== SELECTION ==
What Is Railbanking?
Railbanking is a way to protect old railroad corridors for the future.
For over 150 years, railroads built tracks across America. These tracks stretched thousands of miles, sometimes through special agreements called easements. When a railroad company wanted to stop using a track, the land could be lost — either sold off or taken back by neighboring property owners. This broke up many old rail routes, making it impossible to rebuild them.
In 1983, Congress created a solution called railbanking. Railbanking keeps a rail corridor legally protected even if trains stop running. Instead of full abandonment, a railroad and a new caretaker agree to preserve the route for possible future freight or passenger rail service.
Once railbanked, nothing has to change on the ground. The tracks can stay in place. The corridor can remain unused. A trail can be added next to the tracks, or the tracks can be removed and replaced with a trail. Freight or passenger rail service can still return in the future if needed.
Railbanking keeps the corridor whole, whether it remains unused, becomes a trail, or someday serves trains again.
How Railbanking Works
When freight service on a rail line ends, the owner — whether a private company or a public agency — can ask for permission to abandon it. Instead of full abandonment, the owner can offer the corridor for railbanking. Sometimes the owner continues as the caretaker; sometimes a different public agency or nonprofit steps in. In either case, the caretaker agrees to protect the corridor for possible future freight or passenger rail use and assumes legal responsibility for the property.
===
== EXTRACTED INFORMATION ==
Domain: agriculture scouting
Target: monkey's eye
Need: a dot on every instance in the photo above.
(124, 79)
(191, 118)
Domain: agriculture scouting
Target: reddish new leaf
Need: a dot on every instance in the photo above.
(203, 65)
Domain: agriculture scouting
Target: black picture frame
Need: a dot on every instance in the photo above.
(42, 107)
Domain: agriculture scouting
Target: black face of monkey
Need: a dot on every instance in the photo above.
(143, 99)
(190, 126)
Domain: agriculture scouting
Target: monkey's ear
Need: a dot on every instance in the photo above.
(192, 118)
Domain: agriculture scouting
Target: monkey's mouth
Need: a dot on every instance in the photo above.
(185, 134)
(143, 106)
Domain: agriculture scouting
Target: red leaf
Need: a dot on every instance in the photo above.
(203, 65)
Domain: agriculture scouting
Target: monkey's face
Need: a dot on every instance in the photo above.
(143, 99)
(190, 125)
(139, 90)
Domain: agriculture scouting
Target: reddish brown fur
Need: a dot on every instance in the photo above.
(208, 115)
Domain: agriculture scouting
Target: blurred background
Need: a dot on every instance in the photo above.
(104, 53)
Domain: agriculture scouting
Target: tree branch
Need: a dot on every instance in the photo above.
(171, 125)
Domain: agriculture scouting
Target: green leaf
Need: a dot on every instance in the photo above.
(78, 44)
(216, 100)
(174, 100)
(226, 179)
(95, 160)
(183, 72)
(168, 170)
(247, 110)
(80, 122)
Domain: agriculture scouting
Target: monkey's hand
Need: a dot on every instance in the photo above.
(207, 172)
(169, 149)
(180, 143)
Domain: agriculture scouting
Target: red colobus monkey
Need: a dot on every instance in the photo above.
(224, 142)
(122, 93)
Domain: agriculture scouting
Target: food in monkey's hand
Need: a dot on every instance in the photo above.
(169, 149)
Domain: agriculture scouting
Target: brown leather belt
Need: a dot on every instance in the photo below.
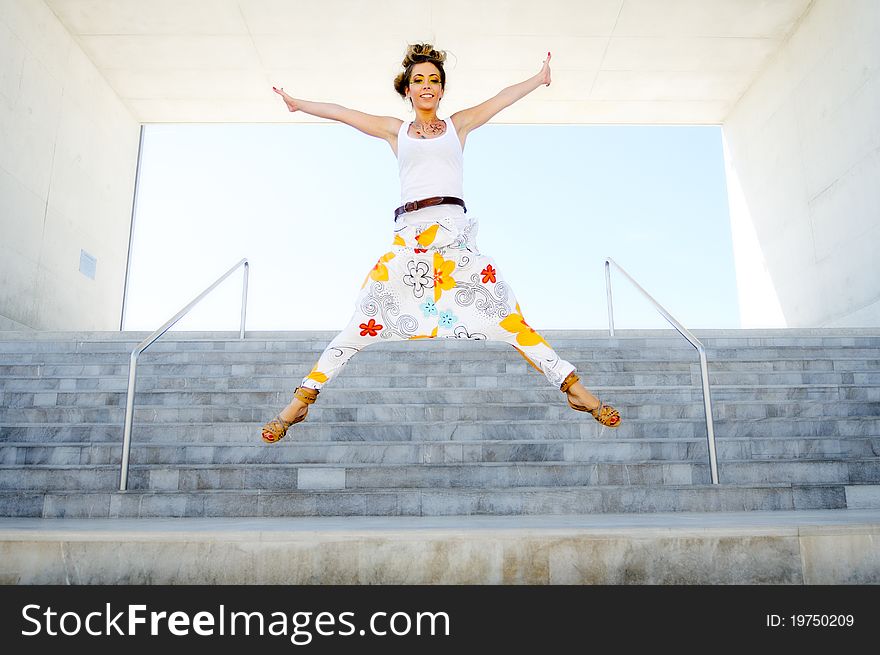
(428, 202)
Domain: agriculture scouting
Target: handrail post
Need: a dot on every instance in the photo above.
(696, 343)
(129, 415)
(707, 404)
(143, 345)
(608, 294)
(243, 300)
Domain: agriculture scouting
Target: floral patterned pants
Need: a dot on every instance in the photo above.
(434, 282)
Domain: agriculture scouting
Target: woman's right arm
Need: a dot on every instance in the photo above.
(383, 127)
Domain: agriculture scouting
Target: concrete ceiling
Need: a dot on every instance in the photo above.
(614, 61)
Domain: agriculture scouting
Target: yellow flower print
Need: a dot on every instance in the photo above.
(379, 272)
(426, 336)
(525, 335)
(426, 238)
(317, 376)
(443, 280)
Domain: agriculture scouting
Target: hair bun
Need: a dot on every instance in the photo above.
(419, 52)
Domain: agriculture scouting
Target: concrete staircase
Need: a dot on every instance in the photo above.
(438, 427)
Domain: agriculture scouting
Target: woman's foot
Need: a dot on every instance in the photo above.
(275, 429)
(294, 410)
(582, 400)
(578, 394)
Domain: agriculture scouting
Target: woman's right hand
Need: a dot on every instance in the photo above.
(290, 102)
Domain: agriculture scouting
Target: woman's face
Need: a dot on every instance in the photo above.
(424, 86)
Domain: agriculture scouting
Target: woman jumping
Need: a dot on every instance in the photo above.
(433, 281)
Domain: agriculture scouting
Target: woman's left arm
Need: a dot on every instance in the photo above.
(467, 120)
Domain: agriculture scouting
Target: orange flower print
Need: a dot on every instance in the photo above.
(316, 375)
(379, 272)
(525, 335)
(443, 280)
(372, 328)
(426, 336)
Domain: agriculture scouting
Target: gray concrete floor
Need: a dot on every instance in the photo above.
(636, 525)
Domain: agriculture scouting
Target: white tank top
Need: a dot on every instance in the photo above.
(430, 167)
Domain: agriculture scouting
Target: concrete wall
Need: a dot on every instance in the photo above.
(67, 167)
(804, 147)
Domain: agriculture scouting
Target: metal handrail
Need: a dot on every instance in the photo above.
(704, 370)
(143, 345)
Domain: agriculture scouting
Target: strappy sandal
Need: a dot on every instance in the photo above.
(605, 414)
(275, 429)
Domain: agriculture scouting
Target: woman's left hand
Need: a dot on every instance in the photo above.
(544, 75)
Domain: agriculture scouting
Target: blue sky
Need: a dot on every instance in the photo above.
(311, 206)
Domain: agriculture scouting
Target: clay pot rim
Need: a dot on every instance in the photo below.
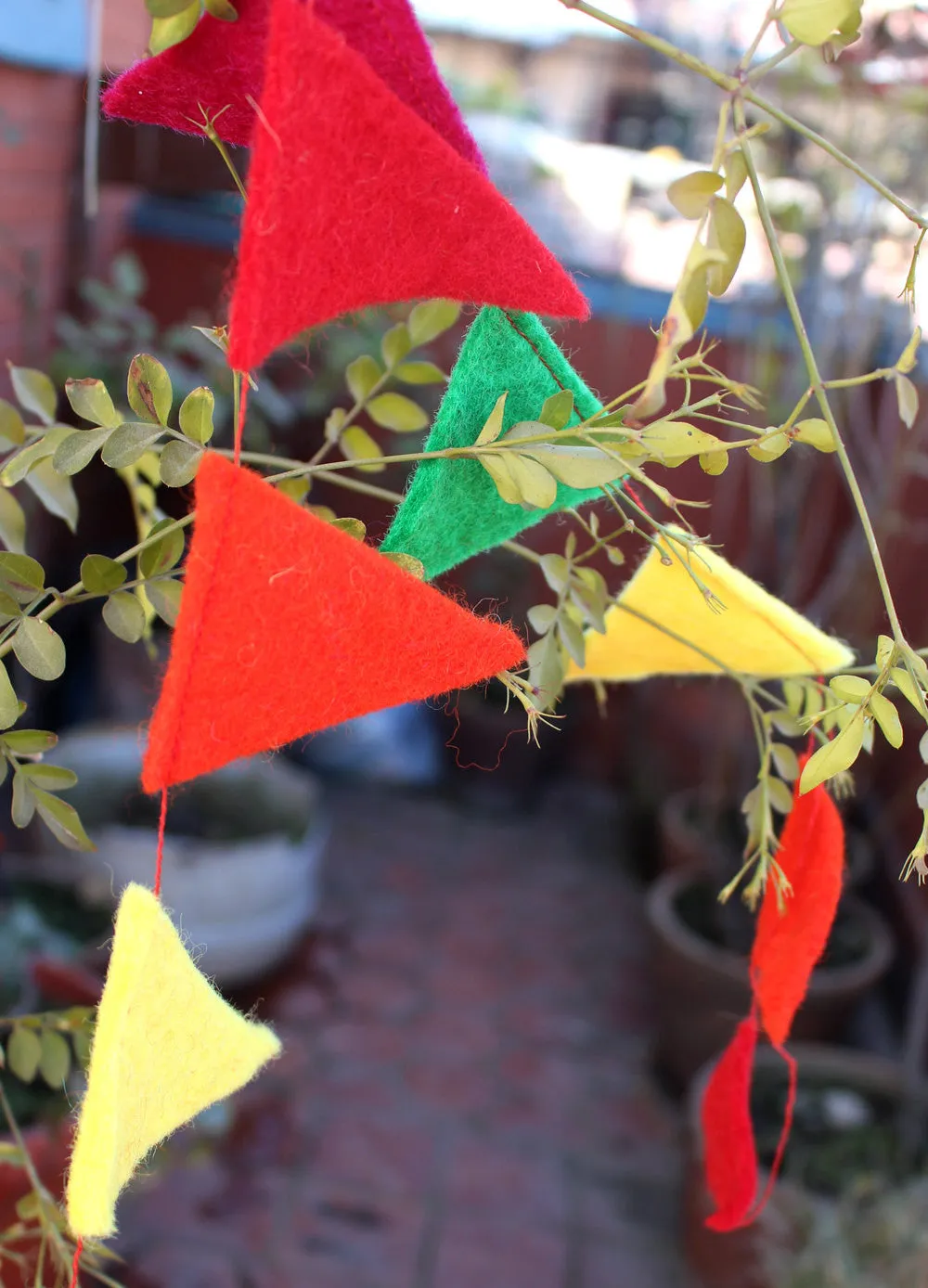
(862, 1069)
(826, 980)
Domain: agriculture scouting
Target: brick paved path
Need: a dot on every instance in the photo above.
(463, 1101)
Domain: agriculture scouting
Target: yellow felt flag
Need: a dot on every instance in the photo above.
(166, 1046)
(754, 633)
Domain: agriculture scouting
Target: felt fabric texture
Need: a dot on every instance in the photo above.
(788, 945)
(166, 1046)
(453, 509)
(729, 1153)
(223, 63)
(354, 201)
(755, 634)
(289, 626)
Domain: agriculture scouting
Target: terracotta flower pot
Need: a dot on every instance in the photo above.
(741, 1258)
(702, 989)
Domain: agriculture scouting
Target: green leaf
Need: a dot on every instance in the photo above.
(9, 703)
(22, 574)
(148, 384)
(420, 374)
(30, 742)
(50, 779)
(692, 193)
(408, 563)
(785, 760)
(849, 688)
(816, 433)
(164, 597)
(23, 802)
(39, 650)
(907, 686)
(354, 528)
(907, 397)
(55, 1064)
(164, 554)
(25, 460)
(12, 429)
(196, 415)
(78, 450)
(493, 427)
(33, 392)
(780, 796)
(126, 444)
(542, 617)
(23, 1052)
(166, 8)
(814, 20)
(357, 444)
(179, 462)
(362, 375)
(55, 491)
(168, 32)
(835, 756)
(396, 344)
(431, 318)
(124, 614)
(102, 574)
(12, 522)
(397, 412)
(728, 235)
(557, 410)
(887, 717)
(90, 401)
(62, 820)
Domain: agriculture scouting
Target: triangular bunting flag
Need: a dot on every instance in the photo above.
(354, 201)
(289, 626)
(166, 1046)
(453, 509)
(753, 634)
(221, 66)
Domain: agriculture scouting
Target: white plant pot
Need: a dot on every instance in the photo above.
(242, 903)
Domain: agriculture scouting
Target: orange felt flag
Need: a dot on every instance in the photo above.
(788, 943)
(354, 201)
(289, 626)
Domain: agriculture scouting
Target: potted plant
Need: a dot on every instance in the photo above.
(699, 952)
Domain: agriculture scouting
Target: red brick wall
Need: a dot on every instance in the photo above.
(40, 122)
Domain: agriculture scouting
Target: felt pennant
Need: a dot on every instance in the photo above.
(453, 509)
(354, 201)
(731, 1164)
(754, 633)
(221, 66)
(789, 942)
(166, 1046)
(289, 626)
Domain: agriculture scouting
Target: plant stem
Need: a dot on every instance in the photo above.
(816, 384)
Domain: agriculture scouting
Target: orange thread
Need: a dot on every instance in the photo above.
(75, 1264)
(159, 859)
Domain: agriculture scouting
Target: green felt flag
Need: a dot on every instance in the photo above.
(453, 509)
===
* **TASKS**
A – In the railbanking text, what year did Congress create railbanking?
B – Extend the railbanking text with a passage that picks up right after its final sentence.

* **THE ANSWERS**
A – 1983

B –
This process must be approved by the federal Surface Transportation Board, and the caretaker must meet certain conditions to qualify.
Why Railbanking Matters
Preserves corridors: Once land is broken up, it is almost impossible to put back together. Railbanking keeps these valuable transportation routes intact.
Enables trails: Railbanked corridors can host trails that offer recreation, transportation, and tourism benefits.
Protects property rights: Railbanking prevents legal disputes where neighboring property owners might claim parts of the rail land.
Protects trail managers from property claims: If railbanking leads to property rights lawsuits, any compensation is paid by the federal government, not by the local agency.
Simplifies long-term land management: One public agency or nonprofit can manage the entire corridor efficiently, without needing to negotiate access across broken parcels.
Maintains eligibility for transportation funding: Railbanked corridors can qualify for state and federal grants that support trails, active transportation, and transit corridors.
Keeps future options open: If a community ever needs to bring back freight or passenger rail service, the corridor remains available.
Across the United States, hundreds of rail corridors have been successfully railbanked, preserving thousands of miles of transportation routes. When there is cooperation among the parties involved, railbanking is usually a straightforward process and can often be completed in a matter of months. It has become a proven and effective tool for protecting corridors while allowing for community use and future transportation needs.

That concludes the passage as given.